EXCERPT.
★ ★ ★ ★

As mentioned above, in construct validation, the process should be seen as ongoing as it reflects the interaction among selected measurements, participants and the conditions under which the process was carried out. Therefore, in this study, there are some considerations that should be mentioned before interpreting the results. The measurement selection process was limited due to the composition of the data set used in the study,, as the measurements were not specifically developed for this study. For example, inclusion of clinical assessment of the mucosal status, and oral cancer in particular, as well as the presence of dentures was thoroughly discussed, considering their relevance to the theoretical framework, and these factors were analysed statistically. However, due to the low prevalence of mucosal lesions or conditions in the data set and the relatively low prevalence in the population in general, the results were unsatisfactory. If mucosal diseases or conditions were painful or had other impacts, it is suggested that this is reflected by OHIP-14. Another limitation that needs to be addressed is the context where the original study was performed, whereas the Swedish context itself could be considered a limitation for the generalisability of this study. Dental care is in general easy accessible both regarding public dental health care and private dental care clinics. Moreover, the National Dental Insurance (NDI) has also subsidised the cost of dental care for adults since 1974. The higher prevalence of dental implants could be regarded as an example of this, as the high-cost protection system included in NDI subsidises more expensive dental treatments at 85%. In this study sample, the presence of dentures was very low, and the presence of dental implants had increased since the last wave of data collection in 2003. Therefore, the presence of dentures was excluded, and dental implants were considered more relevant in this population. However, this might be relevant to reconsider to better represent the dental status in another population. Furthermore, due to the limited research within this area, no results were found to compare with our results. Altogether the limitations highlighted in this section could affect the generalisability of the study, which should be kept in mind when interpreting the results.

CONCLUSIONS

Our findings suggest 13 valid and reliable clinical and self-reported measurements to be considered relevant for inclusion in the three CEOHs in the FDI's theoretical framework of oral health. The results are significant as they highlight the importance of including several clinical and self-reported measurements to enhance awareness of an individual's oral health. Considering the complex nature of oral health and the limitations highlighted in this study, both the CEOHs and the entire framework should be further investigated in several different settings, including both general and specific populations, to ensure the global adaptability and workability of the definition and theoretical framework.

★ ★ ★ ★

QUESTIONS.
a - Copy the stretch of the oral health study excerpt from "Our findings suggest" through "and theoretical framework.".
b - Answer these questions from the oral health study excerpt:
(i) Since what year has the National Dental Insurance subsidised the cost of dental care for adults?
(ii) At what percentage does the high-cost protection system subsidise more expensive dental treatments?
(iii) How many valid and reliable measurements do the findings suggest for inclusion in the three CEOHs?

★ ★ ★ ★

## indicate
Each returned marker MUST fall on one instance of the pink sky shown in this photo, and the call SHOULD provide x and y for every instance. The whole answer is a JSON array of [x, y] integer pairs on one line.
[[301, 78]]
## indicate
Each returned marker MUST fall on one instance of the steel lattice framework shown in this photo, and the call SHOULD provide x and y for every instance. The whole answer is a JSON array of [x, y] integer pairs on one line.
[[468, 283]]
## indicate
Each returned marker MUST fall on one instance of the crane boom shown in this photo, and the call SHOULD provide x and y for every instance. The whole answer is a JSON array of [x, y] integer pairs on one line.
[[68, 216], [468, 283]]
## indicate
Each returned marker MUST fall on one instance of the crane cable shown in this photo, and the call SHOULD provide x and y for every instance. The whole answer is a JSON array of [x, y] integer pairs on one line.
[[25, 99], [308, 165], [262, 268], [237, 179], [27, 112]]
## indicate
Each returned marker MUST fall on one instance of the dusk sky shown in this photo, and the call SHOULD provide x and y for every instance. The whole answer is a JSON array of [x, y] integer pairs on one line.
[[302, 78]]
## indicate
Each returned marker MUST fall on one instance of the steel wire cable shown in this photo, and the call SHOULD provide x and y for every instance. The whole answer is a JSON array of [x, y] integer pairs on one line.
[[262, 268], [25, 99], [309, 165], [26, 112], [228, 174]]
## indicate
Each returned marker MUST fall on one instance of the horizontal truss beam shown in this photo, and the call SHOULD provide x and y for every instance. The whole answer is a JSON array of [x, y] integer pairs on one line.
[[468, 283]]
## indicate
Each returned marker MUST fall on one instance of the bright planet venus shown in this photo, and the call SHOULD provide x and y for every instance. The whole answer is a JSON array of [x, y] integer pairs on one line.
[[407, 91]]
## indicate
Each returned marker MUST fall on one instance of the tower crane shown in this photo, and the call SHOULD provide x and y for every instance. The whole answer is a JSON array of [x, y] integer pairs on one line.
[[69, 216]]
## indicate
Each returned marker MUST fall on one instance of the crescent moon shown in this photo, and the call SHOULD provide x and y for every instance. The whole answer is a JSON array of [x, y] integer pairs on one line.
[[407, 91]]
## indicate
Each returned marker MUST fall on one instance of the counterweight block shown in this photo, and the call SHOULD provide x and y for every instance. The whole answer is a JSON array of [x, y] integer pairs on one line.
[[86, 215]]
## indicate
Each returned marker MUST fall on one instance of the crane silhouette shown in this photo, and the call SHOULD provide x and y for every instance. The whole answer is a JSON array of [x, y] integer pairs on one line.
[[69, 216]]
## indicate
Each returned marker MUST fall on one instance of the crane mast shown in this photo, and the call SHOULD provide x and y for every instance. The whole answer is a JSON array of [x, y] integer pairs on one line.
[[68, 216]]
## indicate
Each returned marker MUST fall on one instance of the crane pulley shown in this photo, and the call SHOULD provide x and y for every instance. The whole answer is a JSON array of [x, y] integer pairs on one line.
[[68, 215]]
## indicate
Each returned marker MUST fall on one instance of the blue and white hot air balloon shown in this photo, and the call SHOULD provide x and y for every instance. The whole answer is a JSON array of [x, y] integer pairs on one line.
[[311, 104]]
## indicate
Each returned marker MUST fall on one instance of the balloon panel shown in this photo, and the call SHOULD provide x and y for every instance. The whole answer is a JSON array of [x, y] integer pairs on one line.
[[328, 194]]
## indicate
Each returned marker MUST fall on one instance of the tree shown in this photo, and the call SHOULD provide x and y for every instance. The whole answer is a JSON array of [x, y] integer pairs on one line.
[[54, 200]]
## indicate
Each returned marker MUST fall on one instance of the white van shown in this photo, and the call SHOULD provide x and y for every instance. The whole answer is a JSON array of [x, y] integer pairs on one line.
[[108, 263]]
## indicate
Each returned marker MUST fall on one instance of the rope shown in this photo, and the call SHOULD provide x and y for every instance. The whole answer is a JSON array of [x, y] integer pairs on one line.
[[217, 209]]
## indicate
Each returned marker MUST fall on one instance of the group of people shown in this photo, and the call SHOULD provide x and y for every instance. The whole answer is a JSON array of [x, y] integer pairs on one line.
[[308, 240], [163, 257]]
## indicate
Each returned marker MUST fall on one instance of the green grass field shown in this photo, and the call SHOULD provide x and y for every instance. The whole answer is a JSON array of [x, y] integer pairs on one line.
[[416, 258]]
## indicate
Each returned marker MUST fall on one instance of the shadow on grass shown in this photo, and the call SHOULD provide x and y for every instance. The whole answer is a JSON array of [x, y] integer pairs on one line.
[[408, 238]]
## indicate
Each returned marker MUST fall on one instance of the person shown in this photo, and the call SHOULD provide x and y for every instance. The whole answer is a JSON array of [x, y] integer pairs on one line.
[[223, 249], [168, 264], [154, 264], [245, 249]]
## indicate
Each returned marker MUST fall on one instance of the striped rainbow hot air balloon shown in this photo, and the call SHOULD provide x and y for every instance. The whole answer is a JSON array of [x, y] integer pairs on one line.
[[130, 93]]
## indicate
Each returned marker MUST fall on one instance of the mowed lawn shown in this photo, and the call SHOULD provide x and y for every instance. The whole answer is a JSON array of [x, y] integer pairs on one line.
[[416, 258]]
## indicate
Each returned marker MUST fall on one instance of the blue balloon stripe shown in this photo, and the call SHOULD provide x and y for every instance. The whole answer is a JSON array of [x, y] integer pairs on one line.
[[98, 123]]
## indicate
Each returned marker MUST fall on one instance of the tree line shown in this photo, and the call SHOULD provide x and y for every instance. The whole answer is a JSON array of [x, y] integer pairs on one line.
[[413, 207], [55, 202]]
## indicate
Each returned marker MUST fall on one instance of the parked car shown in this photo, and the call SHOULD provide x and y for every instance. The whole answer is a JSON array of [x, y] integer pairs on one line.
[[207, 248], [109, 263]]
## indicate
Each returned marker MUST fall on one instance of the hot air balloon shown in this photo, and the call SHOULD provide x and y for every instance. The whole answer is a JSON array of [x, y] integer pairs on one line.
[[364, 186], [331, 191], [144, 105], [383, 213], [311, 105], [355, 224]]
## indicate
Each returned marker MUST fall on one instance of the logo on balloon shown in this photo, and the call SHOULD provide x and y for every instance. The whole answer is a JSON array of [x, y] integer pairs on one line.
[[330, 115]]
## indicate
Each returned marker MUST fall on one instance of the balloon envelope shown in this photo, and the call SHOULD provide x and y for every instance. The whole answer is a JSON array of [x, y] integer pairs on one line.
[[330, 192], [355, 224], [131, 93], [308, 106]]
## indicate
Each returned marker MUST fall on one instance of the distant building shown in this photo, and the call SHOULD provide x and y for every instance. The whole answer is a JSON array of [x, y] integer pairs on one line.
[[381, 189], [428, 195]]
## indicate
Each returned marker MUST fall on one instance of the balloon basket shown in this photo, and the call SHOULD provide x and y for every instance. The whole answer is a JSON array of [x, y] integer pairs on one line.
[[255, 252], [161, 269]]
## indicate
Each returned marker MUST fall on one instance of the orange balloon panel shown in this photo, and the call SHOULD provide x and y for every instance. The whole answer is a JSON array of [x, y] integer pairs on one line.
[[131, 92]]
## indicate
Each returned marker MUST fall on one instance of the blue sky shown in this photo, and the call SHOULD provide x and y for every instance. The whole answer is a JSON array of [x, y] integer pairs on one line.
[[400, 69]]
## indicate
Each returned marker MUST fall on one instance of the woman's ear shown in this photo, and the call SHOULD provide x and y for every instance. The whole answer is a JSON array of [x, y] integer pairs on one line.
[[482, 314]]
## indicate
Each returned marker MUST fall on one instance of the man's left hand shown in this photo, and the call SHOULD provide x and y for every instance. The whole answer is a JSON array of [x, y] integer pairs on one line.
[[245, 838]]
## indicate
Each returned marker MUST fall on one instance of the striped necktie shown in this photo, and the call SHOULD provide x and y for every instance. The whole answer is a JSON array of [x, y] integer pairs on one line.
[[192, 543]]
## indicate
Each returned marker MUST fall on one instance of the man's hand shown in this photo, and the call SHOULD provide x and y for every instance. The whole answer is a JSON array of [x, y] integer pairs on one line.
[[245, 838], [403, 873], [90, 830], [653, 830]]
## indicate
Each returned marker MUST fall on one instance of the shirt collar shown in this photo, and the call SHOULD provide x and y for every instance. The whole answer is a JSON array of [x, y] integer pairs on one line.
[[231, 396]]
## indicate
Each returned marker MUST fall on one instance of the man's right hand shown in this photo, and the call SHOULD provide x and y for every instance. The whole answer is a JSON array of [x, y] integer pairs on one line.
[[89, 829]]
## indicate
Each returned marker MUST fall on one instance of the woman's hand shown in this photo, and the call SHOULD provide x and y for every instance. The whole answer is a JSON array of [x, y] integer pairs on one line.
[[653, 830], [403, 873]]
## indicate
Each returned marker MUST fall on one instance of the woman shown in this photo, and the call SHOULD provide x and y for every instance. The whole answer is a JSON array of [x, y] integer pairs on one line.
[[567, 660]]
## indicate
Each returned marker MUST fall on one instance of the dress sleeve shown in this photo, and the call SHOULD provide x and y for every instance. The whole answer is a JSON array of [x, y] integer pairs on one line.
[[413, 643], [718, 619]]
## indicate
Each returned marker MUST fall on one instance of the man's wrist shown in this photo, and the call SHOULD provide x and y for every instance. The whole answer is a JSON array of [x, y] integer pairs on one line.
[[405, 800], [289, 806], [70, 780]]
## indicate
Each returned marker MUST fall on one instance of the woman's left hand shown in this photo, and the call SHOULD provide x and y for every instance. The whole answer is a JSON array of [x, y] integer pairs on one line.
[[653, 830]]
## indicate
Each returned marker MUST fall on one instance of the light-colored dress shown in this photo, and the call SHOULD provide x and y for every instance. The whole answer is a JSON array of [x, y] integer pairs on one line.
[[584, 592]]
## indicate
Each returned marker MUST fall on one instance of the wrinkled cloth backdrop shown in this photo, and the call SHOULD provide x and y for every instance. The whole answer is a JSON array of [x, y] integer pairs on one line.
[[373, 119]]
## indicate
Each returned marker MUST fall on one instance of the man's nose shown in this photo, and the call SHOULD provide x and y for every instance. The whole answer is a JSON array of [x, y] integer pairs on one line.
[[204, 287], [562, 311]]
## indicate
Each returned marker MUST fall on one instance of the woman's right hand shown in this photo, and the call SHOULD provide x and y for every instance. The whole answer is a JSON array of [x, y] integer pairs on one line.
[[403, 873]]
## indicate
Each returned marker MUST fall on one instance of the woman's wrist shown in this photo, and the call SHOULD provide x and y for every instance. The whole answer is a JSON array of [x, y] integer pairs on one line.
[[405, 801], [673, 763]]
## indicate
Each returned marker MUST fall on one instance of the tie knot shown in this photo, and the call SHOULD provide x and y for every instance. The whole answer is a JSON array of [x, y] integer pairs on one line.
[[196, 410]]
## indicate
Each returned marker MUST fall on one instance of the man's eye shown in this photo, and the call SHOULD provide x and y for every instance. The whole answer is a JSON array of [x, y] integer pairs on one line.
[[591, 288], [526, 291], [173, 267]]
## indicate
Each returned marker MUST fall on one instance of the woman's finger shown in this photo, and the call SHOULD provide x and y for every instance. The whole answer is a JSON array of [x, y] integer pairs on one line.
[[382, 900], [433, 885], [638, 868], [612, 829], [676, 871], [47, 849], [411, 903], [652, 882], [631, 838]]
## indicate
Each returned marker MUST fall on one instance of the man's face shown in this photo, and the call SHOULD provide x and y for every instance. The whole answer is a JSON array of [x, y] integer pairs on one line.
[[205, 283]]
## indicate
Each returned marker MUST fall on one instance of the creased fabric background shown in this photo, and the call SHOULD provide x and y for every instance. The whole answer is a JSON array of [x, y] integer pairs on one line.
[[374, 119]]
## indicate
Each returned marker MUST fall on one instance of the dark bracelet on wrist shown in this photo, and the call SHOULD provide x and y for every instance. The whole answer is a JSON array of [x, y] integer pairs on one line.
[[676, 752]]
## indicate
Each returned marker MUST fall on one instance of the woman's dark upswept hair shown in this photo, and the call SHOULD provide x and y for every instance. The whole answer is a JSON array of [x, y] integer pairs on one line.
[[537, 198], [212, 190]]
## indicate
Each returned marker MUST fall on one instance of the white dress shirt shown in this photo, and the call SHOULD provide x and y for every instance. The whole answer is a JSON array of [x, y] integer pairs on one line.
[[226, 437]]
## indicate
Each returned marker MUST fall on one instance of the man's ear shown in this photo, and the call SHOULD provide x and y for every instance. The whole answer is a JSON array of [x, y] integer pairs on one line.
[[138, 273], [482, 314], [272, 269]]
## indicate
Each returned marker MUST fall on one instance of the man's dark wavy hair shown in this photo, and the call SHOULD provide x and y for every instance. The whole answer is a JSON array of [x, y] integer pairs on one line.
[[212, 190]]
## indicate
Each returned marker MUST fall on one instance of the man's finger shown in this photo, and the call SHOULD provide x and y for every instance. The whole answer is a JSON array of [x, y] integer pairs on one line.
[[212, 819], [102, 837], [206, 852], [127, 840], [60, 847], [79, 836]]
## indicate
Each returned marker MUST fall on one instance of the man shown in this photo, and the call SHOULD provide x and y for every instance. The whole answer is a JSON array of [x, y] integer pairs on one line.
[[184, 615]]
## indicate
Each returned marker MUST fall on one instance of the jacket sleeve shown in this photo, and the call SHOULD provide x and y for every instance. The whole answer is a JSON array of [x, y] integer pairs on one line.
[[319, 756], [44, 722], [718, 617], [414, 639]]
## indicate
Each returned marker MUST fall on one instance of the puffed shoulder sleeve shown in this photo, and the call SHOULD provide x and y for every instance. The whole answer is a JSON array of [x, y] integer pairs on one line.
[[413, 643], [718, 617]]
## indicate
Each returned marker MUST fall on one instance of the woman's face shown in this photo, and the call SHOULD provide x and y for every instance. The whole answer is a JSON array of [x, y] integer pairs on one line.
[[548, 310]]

★ ★ ★ ★

RESPONSES TO THE TASKS.
a -
Our findings suggest 13 valid and reliable clinical and self-reported measurements to be considered relevant for inclusion in the three CEOHs in the FDI's theoretical framework of oral health. The results are significant as they highlight the importance of including several clinical and self-reported measurements to enhance awareness of an individual's oral health. Considering the complex nature of oral health and the limitations highlighted in this study, both the CEOHs and the entire framework should be further investigated in several different settings, including both general and specific populations, to ensure the global adaptability and workability of the definition and theoretical framework.

b -
(i) 1974
(ii) 85%
(iii) 13